• _What this task involves_
Retype all of the material below line for line, changing nothing.

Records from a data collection
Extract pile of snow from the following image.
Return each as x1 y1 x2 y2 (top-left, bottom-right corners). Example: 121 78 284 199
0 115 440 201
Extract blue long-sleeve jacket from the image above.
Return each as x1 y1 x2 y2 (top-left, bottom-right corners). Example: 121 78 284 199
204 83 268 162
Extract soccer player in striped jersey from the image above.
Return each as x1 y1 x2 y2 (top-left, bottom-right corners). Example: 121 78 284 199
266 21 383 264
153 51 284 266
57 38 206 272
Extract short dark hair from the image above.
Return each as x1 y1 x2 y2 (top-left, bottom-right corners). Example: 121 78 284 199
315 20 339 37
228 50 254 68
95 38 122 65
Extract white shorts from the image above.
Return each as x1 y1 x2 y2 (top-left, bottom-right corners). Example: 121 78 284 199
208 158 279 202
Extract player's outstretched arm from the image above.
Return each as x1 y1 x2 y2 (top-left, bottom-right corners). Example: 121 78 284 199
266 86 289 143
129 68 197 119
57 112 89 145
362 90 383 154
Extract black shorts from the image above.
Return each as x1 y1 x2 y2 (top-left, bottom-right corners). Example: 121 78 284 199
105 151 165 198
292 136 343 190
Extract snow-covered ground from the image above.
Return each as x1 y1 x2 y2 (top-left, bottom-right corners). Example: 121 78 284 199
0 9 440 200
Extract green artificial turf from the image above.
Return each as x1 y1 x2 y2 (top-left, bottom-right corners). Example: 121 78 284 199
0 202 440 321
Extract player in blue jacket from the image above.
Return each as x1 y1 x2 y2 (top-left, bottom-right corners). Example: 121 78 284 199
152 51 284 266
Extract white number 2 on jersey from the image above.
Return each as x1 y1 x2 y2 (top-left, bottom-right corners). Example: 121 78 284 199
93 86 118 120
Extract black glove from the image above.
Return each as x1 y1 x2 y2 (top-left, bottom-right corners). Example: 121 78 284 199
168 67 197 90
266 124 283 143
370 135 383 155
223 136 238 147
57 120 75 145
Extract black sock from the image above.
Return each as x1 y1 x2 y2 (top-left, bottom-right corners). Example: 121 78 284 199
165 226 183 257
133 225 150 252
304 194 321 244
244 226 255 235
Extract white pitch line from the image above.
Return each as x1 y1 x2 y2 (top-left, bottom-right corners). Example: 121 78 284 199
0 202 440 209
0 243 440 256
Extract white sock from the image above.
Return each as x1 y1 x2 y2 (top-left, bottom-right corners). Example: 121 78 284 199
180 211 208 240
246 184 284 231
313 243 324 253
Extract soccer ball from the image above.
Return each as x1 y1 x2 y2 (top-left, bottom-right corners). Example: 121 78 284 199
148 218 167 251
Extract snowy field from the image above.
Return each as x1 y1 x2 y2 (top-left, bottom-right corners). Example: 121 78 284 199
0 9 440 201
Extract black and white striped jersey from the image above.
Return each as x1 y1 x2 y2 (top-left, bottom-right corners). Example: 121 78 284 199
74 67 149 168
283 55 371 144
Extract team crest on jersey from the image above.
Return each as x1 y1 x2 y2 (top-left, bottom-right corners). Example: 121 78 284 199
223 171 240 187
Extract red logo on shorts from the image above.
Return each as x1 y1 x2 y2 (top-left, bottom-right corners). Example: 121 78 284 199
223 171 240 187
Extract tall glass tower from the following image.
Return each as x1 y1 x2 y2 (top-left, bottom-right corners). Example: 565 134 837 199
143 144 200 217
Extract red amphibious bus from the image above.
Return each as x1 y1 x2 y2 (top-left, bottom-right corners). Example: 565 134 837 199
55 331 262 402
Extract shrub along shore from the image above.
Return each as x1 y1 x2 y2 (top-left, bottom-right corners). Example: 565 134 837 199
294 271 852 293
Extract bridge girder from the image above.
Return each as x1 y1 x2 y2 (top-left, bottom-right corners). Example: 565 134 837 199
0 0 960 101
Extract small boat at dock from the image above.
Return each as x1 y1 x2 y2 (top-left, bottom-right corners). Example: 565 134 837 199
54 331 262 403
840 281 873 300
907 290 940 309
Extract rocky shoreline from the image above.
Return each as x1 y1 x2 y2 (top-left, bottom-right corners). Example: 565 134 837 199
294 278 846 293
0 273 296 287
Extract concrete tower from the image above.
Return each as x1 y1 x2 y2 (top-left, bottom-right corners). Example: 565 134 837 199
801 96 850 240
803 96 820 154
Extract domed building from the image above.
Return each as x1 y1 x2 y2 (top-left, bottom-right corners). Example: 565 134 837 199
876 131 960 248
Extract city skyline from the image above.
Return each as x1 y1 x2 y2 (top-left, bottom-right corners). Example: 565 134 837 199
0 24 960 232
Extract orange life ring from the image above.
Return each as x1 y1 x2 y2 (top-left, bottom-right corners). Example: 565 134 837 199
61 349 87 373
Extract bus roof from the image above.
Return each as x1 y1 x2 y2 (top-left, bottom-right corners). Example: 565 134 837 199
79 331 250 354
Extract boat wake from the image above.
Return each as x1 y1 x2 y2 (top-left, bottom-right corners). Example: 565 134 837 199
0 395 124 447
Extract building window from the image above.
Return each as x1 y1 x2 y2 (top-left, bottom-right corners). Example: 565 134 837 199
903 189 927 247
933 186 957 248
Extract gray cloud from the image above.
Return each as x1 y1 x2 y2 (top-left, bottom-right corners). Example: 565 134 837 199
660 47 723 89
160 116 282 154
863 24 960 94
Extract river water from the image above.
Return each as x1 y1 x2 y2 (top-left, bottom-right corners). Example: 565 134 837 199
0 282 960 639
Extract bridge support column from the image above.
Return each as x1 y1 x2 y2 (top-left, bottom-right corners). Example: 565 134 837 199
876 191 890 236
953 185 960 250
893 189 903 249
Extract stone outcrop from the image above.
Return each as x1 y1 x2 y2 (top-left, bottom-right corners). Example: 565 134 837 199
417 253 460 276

• _Solution to this exercise_
Extract pile of snow from the following image.
Return each as x1 y1 x2 y2 (top-left, bottom-right corners). Example: 121 78 284 199
0 115 440 201
Extract blue long-sleeve jacket from the image above.
Return each as x1 y1 x2 y2 (top-left, bottom-right corners). Example: 121 78 284 199
204 83 268 162
Extract soccer player in striped jersey from the image above.
Return each as x1 y1 x2 y2 (top-left, bottom-right corners). Example: 121 78 284 199
266 21 383 264
153 51 284 266
57 38 206 272
Extract short dark hair from the image above.
Return each as x1 y1 x2 y2 (top-left, bottom-right corners). Example: 121 78 284 199
315 20 339 37
228 50 254 68
95 38 122 65
Extract white shorts from the image above.
Return each as x1 y1 x2 y2 (top-left, bottom-right corners). Example: 121 78 284 199
208 158 279 202
Extract player's outstretched arm from the image above.
Return each as x1 y1 x2 y2 (top-left, bottom-right corners). Example: 121 78 284 199
266 86 289 143
129 68 197 119
57 112 89 145
362 90 383 154
Extract black shorts from the image above.
Return each as x1 y1 x2 y2 (top-left, bottom-right corners). Example: 121 78 284 199
105 151 165 198
292 136 343 190
Extract snow-covered ground from the image above.
Return each as x1 y1 x2 y2 (top-left, bottom-right corners). Example: 121 78 284 199
0 9 440 200
Extract green artificial turf from the image above.
Return each as x1 y1 x2 y2 (top-left, bottom-right corners). Example: 121 78 284 199
0 202 440 321
Extract player in blue jacket from the image above.
Return each as x1 y1 x2 y2 (top-left, bottom-right corners). Example: 121 78 284 199
152 51 284 266
Extract white number 2 on jersey from the image above.
Return each as x1 y1 x2 y2 (top-left, bottom-right corners). Example: 121 78 284 199
93 86 118 120
Extract black glove from the image above.
Return each as x1 y1 x2 y2 (top-left, bottom-right corners). Example: 121 78 284 199
168 67 197 90
266 124 283 143
370 135 383 155
223 136 238 147
57 120 75 145
Extract black sock from the image above.
Return each as x1 y1 x2 y2 (top-left, bottom-right corners). Example: 121 78 284 199
165 226 183 257
133 225 150 252
304 194 321 244
244 226 255 235
Extract white pitch line from the image above.
Return each as x1 y1 x2 y2 (top-left, bottom-right corners). Example: 121 78 284 199
0 202 440 209
0 243 440 256
Extract white sock from the image above.
Return each as x1 y1 x2 y2 (top-left, bottom-right corners). Example: 121 78 284 199
180 211 208 240
246 184 284 231
313 243 324 253
Extract soccer ball from the image above.
Return each as x1 y1 x2 y2 (top-left, bottom-right corners). Example: 121 78 284 199
148 218 167 251
Extract snowy field from the image above.
Return each as x1 y1 x2 y2 (top-left, bottom-right corners). Example: 121 78 284 199
0 9 440 201
Extract black and white striped jersey from the image above.
Return each as x1 y1 x2 y2 (top-left, bottom-right corners). Example: 121 78 284 199
74 67 149 168
283 55 371 144
Extract team crest on jersey from the image above.
Return each as x1 y1 x2 y2 (top-left, bottom-right corners). Example: 121 78 284 199
223 171 240 187
Extract red logo on shorts from the image above.
Return each as x1 y1 x2 y2 (top-left, bottom-right corners). Example: 121 78 284 199
223 171 240 187
Extract tall glass tower from the following image.
Return each as x1 y1 x2 y2 (top-left, bottom-right corners). Example: 565 134 837 199
143 144 200 217
Extract red amphibious bus from the image above.
Return each as x1 y1 x2 y2 (top-left, bottom-right corners). Example: 565 134 837 199
55 331 262 402
Extract shrub along shore from the image above.
Return each as x1 y1 x2 y2 (top-left, bottom-right corners). Example: 565 134 837 199
294 271 852 293
Extract bridge girder from the image above.
Return each as x1 y1 x2 y2 (top-left, bottom-right corners). Example: 565 134 837 199
0 0 960 101
Extract small boat at dock from the image above.
Return each as x1 y1 x2 y2 (top-left, bottom-right corners). Example: 565 134 837 199
54 331 262 403
840 281 873 300
907 290 940 309
Extract rocky shoreline from the image above.
Return each as x1 y1 x2 y2 (top-left, bottom-right corners). Example: 565 134 837 199
294 278 846 293
0 273 296 287
Extract concrete tower from the image above.
Return each as x1 y1 x2 y2 (top-left, bottom-right corners). Example: 565 134 837 199
801 96 850 240
803 96 820 154
Extract domed building from the image above.
Return each as x1 y1 x2 y2 (top-left, bottom-right corners). Example: 565 134 837 199
876 131 960 248
Extract city skyline from the image above.
Return each as x1 y1 x2 y2 (top-left, bottom-right corners). Example: 565 134 837 199
0 24 960 232
Extract orange life ring from the image above.
Return each as x1 y1 x2 y2 (top-left, bottom-right corners). Example: 565 134 837 199
61 349 87 373
Extract bus roof from the image above.
Return each as x1 y1 x2 y2 (top-left, bottom-right corners). Example: 565 134 837 199
79 331 250 354
Extract boat wake from the image above.
Return each as x1 y1 x2 y2 (top-left, bottom-right corners). Example: 565 134 837 199
0 395 124 447
Extract building window from the image above.
Return each as x1 y1 x2 y2 (top-left, bottom-right corners). Example: 565 134 837 199
903 189 927 247
933 186 957 248
Extract gray cloud from the image above.
Return each as x1 y1 x2 y2 (top-left, bottom-right corners). Example: 565 134 837 199
660 47 723 89
160 116 282 154
863 24 960 94
Extract river water from the image above.
Return each as x1 y1 x2 y2 (top-left, bottom-right corners). Example: 565 134 837 199
0 282 960 639
Extract bridge support column from the image above.
Return each as x1 y1 x2 y2 (top-left, bottom-right corners). Example: 565 134 837 199
876 191 890 236
953 185 960 250
893 189 903 249
Extract stone outcrop from the image above.
Return each as x1 y1 x2 y2 (top-left, bottom-right corners). Example: 565 134 837 199
417 253 460 276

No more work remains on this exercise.